#### Tareas por resolver:
1. Transcribe sin cambios el pasaje del texto sobre el Antropoceno que va desde "Detrás de los" hasta "todas las disciplinas.", ambos incluidos.
2. Reproduce de nuevo, tal cual y línea por línea, el listado completo que aparece después del texto.

El concepto de Antropoceno también disuelve las diferencias entre la Naturaleza y lo Humano. Gaia da cuenta de las “consecuencias entremezcladas e imprevisibles de las posibilidades de actuar, cada una de las cuales persigue su propio interés manipulando su propio ambiente” (p. 293).

Detrás de los sueños de unificación global sigue habiendo Ciencia. Sin embargo, es imposible hallar en ella un principio unificador que cree consenso sobre las rutas de acción. Lo anterior, debido a la pseudocontroversia llevada a cabo por los climatoescépticos y a la negatividad con la cual es vista la “vasta maquinaria” de la que dependen todas las disciplinas.

“Si no hay unidad ni en la Naturaleza ni en la Sociedad, eso quiere decir que la universalidad que buscamos debe ser tejida, de todos modos, bucle tras bucle, reflexividad tras reflexividad, instrumento tras instrumento” (p. 295). Esto es a lo que llamo metafísica o cosmología, lo que puede ayudarnos a reemplazar el formato Naturaleza/Cultura por el de mundo.

#### Listado proporcionado:
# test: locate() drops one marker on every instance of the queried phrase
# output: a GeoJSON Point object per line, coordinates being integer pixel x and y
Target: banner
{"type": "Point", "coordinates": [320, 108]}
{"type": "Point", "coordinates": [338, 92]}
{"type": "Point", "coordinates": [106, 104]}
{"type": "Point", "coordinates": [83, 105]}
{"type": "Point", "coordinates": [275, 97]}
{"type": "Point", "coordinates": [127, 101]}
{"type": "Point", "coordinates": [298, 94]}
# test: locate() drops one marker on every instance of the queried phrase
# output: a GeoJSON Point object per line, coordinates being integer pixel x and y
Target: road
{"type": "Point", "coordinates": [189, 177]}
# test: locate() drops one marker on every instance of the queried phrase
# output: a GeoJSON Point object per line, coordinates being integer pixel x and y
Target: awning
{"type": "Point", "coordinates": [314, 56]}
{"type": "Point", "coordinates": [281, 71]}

#### Resultados de tareas:
1.
Detrás de los sueños de unificación global sigue habiendo Ciencia. Sin embargo, es imposible hallar en ella un principio unificador que cree consenso sobre las rutas de acción. Lo anterior, debido a la pseudocontroversia llevada a cabo por los climatoescépticos y a la negatividad con la cual es vista la “vasta maquinaria” de la que dependen todas las disciplinas.

2.
# test: locate() drops one marker on every instance of the queried phrase
# output: a GeoJSON Point object per line, coordinates being integer pixel x and y
Target: banner
{"type": "Point", "coordinates": [320, 108]}
{"type": "Point", "coordinates": [338, 92]}
{"type": "Point", "coordinates": [106, 104]}
{"type": "Point", "coordinates": [83, 105]}
{"type": "Point", "coordinates": [275, 97]}
{"type": "Point", "coordinates": [127, 101]}
{"type": "Point", "coordinates": [298, 94]}
# test: locate() drops one marker on every instance of the queried phrase
# output: a GeoJSON Point object per line, coordinates being integer pixel x and y
Target: road
{"type": "Point", "coordinates": [189, 177]}
# test: locate() drops one marker on every instance of the queried phrase
# output: a GeoJSON Point object per line, coordinates being integer pixel x and y
Target: awning
{"type": "Point", "coordinates": [314, 56]}
{"type": "Point", "coordinates": [281, 71]}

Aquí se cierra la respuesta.